__DESAFIO A__
No trecho sobre Lopo Esteves, qual rei lhe deu perdão numa carta de 1490?

Como o escudeiro Álvaro Afonso Frade, o cavaleiro Lopo Esteves morava em Olivença. Mais que isso: pela primeira vez, um escrivão copiou o mesmo texto para lavrar outro diploma. Assim, ambos estiveram nas conquistas de Alcácer Ceguer, Arzila e Tânger, aonde levaram "hómẽes d'armas, beesteiros e outra gente", se bem que Lopo serviu ademais em Ceuta. Portanto, eram burgueses ricos e tornaram-se chefes de casas nobres.
A bem da verdade, desde a mercê de Martim Esteves Boto falta explicitar o estado social do recebedor. Deduz-se ser plebeu porque não se tem notícia de que a mercê de armas novas se tenha nalgum momento despojado da propriedade de nobilitar. Além disso, embora houvesse armas plebeias, nesse período é inconcebível nobreza sem brasão. Parece, pois, premeditada certa ambiguidade que acabava por mostrar deferência a alguém que arriscara o seu cabedal ao serviço da Coroa. Esta interpretação acha-se na própria literatura heráldica, como se lê nos Triunfos de la nobleza lusitana (1631), do padre Antônio Soares de Albergaria:
Lope Esteves, vecino de Olivenza, fue armado caballero por el Rey Don Alfonso V, a quien sirvió con ballesteros a su costa en la conquista de Alcácer, Arcila y Tánger y en la frontera de Ceuta muchos años, por lo cual le hizo merced de cualificarlo por fidalgo de cota de armas, dándole por blasón en campo de púrpura un águila de plata extendida, armada de negro, y la misma por timbre. (1)
A respeito de Lopo Esteves, consta que tinha filhos em carta de 1490, pela qual Dom João II lhe perdoou ter mantido em cárcere privado a mulher e o filho de um judeu e tê-lo roubado. Esses fatos ocorreram na dita vila de Olivença, onde então dois bandos se batiam: de um lado, o dos Gamas e Lobos, ao qual Lopo pertencia; do outro, o do alcaide-mor Manuel de Melo (2). Seja como for, que se identifique o nosso armígero apenas por nome e patronímico, ambos frequentes no seu tempo, causa grande dificuldade (3).

__REGISTROS EXTRAÍDOS__
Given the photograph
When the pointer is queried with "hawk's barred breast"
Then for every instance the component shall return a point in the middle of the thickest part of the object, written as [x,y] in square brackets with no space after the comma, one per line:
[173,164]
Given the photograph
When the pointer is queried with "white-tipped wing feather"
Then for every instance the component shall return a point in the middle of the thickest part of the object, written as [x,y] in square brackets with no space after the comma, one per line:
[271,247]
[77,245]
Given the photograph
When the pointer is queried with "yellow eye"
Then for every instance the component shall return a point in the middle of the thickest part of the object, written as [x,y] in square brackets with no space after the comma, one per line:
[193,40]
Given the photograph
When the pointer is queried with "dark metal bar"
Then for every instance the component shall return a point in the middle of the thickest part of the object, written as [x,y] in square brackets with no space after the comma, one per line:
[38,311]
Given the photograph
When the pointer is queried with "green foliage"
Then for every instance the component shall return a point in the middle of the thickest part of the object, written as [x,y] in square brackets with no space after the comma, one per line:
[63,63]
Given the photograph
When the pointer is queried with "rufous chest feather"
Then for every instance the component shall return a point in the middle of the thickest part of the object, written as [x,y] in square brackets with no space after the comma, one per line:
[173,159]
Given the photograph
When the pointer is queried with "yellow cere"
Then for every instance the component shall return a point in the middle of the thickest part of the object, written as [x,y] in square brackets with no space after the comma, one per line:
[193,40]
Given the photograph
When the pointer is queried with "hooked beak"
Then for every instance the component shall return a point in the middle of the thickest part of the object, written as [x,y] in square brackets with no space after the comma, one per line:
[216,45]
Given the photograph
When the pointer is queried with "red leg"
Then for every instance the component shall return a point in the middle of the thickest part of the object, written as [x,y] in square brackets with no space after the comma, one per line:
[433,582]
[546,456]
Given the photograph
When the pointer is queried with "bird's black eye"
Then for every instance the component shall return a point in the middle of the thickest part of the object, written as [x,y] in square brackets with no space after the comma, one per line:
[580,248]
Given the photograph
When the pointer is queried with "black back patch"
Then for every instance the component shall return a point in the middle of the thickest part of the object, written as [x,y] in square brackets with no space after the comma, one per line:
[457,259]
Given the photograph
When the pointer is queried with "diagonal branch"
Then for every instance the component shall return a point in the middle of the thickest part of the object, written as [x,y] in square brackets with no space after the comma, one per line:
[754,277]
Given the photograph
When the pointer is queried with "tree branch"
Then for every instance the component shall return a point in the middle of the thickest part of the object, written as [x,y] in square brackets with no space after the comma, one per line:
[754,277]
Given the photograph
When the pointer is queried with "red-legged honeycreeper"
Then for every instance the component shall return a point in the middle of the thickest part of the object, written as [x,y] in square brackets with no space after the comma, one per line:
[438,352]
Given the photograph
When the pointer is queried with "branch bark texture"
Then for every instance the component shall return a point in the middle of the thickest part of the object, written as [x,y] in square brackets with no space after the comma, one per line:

__DESAFIO B__
Encontre nos registros cada linha que tem a palavra "feather" e copie essas linhas. Maiúsculas e minúsculas contam.

__RESPOSTA ESCRITA A__
Dom João II.

__RESPOSTA ESCRITA B__
When the pointer is queried with "white-tipped wing feather"
When the pointer is queried with "rufous chest feather"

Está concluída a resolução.